» **ASSIGNMENT**:
Read the records below. Copy each line where the string "horizontal" occurs.
══ STUDY MATERIAL
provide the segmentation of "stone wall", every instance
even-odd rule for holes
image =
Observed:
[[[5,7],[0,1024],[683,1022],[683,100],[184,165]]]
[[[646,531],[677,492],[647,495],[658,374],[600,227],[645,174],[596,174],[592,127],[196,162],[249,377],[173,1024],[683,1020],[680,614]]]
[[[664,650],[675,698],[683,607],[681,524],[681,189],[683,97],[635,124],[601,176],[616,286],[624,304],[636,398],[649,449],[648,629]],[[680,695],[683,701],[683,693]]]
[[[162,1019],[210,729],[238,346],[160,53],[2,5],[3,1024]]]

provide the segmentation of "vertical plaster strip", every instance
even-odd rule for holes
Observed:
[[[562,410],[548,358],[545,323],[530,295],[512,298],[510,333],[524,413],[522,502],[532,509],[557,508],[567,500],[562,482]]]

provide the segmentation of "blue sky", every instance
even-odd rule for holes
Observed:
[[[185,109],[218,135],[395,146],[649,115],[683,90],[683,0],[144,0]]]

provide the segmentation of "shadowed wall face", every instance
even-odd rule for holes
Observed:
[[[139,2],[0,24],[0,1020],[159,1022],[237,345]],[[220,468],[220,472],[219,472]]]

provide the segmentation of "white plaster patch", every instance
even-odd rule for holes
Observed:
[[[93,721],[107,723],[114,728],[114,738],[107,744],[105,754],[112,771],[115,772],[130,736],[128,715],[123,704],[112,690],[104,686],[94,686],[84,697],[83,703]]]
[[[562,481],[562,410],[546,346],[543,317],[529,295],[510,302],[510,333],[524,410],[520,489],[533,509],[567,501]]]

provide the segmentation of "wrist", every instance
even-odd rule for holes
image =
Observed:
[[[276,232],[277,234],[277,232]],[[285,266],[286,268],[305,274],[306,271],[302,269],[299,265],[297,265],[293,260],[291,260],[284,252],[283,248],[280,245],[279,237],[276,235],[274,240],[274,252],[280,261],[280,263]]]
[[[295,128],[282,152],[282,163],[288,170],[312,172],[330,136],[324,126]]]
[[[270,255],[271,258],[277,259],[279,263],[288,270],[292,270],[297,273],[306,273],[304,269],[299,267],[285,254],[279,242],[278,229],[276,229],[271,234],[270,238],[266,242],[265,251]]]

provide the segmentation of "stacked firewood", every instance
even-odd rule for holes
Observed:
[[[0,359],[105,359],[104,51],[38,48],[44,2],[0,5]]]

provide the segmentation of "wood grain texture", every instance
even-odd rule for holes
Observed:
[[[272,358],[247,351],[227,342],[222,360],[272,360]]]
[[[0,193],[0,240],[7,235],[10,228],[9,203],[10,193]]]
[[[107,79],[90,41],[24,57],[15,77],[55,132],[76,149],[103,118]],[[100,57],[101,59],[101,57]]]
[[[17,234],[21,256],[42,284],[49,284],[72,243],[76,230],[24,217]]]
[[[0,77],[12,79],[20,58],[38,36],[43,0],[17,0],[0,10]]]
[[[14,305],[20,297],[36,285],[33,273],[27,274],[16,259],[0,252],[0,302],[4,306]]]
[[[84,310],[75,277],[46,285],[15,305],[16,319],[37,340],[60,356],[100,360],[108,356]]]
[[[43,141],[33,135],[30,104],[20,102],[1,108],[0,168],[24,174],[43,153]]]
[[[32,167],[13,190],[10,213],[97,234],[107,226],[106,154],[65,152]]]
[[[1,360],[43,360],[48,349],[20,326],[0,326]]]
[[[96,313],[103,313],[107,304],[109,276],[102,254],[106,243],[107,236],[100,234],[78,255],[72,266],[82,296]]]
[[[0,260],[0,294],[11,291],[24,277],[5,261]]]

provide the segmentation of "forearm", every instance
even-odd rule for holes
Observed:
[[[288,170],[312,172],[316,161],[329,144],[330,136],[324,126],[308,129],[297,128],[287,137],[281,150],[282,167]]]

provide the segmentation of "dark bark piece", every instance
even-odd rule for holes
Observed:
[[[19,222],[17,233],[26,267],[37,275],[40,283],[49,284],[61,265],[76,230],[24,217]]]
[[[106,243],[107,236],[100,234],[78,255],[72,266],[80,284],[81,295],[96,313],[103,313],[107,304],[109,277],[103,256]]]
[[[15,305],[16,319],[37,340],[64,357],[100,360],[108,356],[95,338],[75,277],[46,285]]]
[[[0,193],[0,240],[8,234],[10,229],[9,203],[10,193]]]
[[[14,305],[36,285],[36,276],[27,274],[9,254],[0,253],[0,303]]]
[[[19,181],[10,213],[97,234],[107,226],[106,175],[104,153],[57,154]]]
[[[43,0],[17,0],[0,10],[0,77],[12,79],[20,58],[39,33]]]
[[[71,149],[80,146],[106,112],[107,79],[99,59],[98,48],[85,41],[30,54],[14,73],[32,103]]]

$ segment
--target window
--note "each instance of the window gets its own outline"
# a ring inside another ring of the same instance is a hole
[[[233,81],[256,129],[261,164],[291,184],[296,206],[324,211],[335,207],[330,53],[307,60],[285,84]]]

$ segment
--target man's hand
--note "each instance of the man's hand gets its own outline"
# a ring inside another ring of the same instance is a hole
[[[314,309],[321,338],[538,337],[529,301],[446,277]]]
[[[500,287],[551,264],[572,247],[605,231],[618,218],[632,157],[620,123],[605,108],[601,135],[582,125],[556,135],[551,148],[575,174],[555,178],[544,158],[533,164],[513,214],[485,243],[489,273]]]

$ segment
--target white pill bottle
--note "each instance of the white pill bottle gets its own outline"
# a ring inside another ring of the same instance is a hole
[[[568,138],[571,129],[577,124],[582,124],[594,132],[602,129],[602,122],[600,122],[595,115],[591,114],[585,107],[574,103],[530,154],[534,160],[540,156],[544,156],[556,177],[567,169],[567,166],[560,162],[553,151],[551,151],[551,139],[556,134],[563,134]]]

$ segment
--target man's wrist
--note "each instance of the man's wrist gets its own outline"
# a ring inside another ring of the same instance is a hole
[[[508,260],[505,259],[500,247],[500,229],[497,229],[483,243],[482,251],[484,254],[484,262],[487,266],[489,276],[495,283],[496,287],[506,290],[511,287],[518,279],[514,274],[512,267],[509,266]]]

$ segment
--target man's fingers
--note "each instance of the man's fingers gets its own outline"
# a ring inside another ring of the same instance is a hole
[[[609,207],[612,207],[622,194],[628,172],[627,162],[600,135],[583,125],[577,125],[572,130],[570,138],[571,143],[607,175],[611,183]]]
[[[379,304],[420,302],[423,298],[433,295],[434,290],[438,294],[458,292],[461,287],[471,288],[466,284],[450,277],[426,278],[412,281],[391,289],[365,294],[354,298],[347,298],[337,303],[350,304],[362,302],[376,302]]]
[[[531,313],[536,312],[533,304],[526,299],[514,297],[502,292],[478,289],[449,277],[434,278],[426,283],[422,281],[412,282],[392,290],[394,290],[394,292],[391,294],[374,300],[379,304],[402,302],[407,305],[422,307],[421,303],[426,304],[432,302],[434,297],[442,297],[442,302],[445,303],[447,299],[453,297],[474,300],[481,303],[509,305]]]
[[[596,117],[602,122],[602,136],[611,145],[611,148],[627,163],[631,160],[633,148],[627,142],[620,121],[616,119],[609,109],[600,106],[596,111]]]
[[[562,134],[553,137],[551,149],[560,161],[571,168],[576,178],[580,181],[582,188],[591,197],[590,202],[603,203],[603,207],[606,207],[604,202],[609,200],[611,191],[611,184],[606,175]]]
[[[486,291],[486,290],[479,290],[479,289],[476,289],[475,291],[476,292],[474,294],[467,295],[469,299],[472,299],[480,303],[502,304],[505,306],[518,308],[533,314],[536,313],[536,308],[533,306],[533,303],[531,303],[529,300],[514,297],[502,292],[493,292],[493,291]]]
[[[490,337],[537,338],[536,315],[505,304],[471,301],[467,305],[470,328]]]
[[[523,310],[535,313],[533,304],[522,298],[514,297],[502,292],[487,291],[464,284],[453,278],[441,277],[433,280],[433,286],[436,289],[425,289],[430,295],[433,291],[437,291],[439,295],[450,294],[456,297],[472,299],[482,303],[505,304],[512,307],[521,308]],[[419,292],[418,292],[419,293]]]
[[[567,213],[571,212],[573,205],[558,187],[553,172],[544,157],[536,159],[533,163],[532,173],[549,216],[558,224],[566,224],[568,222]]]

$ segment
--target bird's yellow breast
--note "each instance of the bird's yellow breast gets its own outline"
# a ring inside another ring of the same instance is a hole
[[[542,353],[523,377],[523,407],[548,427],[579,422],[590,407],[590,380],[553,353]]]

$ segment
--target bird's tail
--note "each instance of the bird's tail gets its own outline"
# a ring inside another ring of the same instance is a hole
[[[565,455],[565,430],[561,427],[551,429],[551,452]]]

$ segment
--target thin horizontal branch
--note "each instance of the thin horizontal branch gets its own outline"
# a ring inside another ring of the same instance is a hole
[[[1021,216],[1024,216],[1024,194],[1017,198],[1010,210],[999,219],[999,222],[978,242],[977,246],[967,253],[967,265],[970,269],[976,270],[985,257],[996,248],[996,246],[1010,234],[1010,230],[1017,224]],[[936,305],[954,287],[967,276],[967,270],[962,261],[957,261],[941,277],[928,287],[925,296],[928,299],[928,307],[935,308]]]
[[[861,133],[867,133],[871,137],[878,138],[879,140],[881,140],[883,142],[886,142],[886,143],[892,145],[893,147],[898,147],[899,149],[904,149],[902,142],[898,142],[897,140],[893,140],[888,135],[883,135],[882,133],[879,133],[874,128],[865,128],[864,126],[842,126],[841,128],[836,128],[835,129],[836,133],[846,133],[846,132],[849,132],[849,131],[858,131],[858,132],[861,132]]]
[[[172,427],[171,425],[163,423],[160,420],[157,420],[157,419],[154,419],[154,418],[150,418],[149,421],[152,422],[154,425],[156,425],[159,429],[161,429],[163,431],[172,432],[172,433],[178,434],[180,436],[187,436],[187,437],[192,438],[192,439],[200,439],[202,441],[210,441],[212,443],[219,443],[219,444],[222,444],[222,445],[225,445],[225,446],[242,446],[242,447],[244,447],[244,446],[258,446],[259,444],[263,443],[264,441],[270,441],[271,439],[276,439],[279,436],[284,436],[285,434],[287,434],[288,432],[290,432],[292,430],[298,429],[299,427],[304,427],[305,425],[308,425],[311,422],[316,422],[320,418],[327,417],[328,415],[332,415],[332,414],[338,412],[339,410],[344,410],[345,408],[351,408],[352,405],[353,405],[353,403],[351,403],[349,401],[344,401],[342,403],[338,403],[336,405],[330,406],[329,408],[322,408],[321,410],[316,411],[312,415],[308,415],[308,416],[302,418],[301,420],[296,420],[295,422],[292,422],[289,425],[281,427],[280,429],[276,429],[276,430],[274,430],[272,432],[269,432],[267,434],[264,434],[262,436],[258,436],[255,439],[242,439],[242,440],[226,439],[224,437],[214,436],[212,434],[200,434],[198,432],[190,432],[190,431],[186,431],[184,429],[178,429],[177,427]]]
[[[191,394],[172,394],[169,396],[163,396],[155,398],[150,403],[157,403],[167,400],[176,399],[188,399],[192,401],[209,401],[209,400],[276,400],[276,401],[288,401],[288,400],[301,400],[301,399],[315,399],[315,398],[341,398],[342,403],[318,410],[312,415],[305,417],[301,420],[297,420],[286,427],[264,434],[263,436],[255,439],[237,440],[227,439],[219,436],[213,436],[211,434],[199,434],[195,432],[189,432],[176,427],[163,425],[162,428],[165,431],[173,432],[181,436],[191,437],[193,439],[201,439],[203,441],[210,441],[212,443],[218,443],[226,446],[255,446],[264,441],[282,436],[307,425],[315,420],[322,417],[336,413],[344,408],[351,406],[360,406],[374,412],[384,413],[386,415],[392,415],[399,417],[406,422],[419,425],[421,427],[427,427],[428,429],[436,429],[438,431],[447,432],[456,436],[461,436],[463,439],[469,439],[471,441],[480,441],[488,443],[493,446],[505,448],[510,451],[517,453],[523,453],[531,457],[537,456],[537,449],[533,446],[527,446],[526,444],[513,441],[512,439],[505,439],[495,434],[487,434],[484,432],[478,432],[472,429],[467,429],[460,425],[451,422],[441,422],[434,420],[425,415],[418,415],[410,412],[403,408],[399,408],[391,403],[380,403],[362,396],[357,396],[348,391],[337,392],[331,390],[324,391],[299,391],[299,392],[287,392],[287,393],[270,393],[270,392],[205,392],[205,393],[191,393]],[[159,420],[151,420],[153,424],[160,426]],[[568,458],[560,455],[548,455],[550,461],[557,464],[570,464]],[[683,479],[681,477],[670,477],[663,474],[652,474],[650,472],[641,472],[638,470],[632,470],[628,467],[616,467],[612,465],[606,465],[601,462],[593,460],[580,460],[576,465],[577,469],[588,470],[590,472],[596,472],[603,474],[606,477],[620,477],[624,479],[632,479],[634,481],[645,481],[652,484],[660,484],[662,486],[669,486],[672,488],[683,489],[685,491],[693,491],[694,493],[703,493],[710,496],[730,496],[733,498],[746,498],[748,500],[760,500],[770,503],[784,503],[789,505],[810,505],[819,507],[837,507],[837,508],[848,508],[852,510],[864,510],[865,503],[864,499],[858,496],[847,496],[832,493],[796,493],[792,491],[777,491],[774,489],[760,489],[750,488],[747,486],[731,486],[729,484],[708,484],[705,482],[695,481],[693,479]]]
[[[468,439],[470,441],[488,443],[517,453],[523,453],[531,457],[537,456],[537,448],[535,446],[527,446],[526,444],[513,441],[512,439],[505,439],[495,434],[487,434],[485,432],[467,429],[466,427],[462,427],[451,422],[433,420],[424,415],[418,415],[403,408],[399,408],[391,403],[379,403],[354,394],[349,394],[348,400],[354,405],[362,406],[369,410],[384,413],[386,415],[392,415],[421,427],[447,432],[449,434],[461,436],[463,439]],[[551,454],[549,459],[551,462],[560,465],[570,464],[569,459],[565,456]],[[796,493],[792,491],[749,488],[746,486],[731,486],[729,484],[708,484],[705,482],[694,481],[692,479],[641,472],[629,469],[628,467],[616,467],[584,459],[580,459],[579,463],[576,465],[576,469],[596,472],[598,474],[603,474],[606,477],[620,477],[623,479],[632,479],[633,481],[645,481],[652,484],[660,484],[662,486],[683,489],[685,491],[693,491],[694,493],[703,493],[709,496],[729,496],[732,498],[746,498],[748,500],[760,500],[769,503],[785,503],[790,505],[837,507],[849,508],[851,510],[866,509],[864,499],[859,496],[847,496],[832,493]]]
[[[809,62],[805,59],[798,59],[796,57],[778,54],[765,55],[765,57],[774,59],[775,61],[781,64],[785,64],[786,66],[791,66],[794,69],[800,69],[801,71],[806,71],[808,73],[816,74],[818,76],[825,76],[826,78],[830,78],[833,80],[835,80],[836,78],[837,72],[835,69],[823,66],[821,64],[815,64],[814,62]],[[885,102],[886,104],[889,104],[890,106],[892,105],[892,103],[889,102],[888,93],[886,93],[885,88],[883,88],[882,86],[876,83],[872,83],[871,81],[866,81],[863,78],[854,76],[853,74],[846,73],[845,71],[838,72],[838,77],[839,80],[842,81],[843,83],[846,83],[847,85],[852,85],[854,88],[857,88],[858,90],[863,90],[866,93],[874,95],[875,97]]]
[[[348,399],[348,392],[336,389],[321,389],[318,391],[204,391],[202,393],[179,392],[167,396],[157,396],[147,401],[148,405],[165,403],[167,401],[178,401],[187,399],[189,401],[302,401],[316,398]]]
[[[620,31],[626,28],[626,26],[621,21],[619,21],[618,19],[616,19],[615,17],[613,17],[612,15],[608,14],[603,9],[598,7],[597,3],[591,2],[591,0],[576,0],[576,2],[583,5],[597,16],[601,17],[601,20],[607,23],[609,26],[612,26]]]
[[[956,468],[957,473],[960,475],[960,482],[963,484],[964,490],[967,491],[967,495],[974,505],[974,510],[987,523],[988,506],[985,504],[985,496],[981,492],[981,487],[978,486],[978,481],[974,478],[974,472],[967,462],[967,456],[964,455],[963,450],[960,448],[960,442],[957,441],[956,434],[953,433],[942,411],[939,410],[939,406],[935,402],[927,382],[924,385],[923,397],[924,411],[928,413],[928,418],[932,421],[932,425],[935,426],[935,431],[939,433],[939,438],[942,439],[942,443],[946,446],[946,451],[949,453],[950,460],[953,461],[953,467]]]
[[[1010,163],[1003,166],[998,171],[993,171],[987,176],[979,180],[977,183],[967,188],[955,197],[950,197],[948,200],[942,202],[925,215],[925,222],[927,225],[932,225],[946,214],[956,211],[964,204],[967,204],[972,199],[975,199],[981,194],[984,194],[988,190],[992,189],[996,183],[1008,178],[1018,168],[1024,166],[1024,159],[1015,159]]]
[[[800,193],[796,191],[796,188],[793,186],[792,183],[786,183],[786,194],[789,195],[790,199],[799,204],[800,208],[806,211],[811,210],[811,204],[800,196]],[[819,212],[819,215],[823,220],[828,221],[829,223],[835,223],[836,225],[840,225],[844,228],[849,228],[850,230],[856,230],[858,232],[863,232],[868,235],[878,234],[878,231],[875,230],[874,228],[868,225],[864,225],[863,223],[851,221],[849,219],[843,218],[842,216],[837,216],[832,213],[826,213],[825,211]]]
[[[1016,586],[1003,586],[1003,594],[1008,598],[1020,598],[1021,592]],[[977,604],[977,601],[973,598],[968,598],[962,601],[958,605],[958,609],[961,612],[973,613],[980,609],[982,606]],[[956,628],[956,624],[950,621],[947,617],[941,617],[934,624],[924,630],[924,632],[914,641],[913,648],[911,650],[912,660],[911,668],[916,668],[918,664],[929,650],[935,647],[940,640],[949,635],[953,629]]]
════
» **YOUR SOLUTION**:
--target thin horizontal branch
--note "each instance of the thin horizontal branch gets its own outline"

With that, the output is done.